Data items
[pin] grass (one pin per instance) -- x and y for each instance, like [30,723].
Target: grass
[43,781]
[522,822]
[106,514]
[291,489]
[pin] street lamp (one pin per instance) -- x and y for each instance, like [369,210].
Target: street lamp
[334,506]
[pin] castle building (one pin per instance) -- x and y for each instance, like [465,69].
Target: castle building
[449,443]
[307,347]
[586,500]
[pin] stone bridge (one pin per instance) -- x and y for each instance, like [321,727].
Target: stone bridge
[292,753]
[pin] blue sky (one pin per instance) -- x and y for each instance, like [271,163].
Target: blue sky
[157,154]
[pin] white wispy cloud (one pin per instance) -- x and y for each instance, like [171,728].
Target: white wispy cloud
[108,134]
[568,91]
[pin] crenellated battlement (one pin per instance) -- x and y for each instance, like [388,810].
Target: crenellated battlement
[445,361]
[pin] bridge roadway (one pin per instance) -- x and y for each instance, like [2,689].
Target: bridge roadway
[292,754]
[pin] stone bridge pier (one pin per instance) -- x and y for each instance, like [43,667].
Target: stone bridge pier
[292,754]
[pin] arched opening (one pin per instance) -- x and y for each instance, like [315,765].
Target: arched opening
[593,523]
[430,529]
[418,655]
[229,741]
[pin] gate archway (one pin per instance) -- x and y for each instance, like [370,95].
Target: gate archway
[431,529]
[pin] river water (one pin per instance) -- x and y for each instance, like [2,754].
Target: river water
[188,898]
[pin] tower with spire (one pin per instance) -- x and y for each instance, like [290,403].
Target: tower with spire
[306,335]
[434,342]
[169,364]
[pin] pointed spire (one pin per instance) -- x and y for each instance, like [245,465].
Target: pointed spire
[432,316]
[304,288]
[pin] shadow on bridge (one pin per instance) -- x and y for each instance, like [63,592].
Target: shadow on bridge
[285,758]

**WHAT TO DO:**
Exactly as they are written, print the entries again.

**RESPONSE FOR THIS EXERCISE:**
[pin] grass (one pin per instance) -- x and y for each instance, like [30,723].
Target: grass
[43,781]
[522,822]
[106,514]
[291,489]
[pin] street lamp (one pin per instance) -- x and y for each instance, like [369,210].
Target: street lamp
[334,506]
[pin] castle building (one pin per instance) -- x and y for each instance, like [465,69].
Target: castle building
[449,443]
[307,347]
[586,500]
[pin] stone bridge (one pin per instance) -- x and y for each instance, like [321,727].
Target: stone bridge
[292,753]
[pin] blue sky (one pin per instance) -- x and y for each instance, like [271,163].
Target: blue sky
[157,154]
[pin] white wispy cloud (one pin per instance) -- x and y for each instance, like [171,728].
Target: white wispy cloud
[108,134]
[568,91]
[pin] crenellated battlement (one pin per instance) -- x and y for each instance, like [388,810].
Target: crenellated battlement
[445,361]
[pin] bridge roadway (one pin per instance) -- x and y for each instance, like [2,689].
Target: bridge roadway
[292,754]
[pin] stone bridge pier (one pin per instance) -- x and y for each instance, like [43,667].
Target: stone bridge pier
[292,754]
[pin] arched opening (one pin per instance) -- x and y for each instance, like [315,765].
Target: arched opening
[593,523]
[430,529]
[418,655]
[229,741]
[pin] gate archway (one pin per instance) -- x and y for each instance, like [370,95].
Target: gate archway
[431,529]
[pin] river water (one pin per instance) -- x and y for each instance, like [2,754].
Target: river water
[188,898]
[pin] tower with spire (one pin per instance) -- x and y for each instance, like [290,403].
Target: tower with spire
[306,335]
[434,342]
[169,364]
[pin] pointed spire (one pin per instance) -- x and y for each instance, like [245,465].
Target: pointed spire
[432,316]
[304,288]
[pin] shadow on bridge (one pin per instance) -- x and y for each instance, like [63,592].
Target: shadow on bridge
[285,758]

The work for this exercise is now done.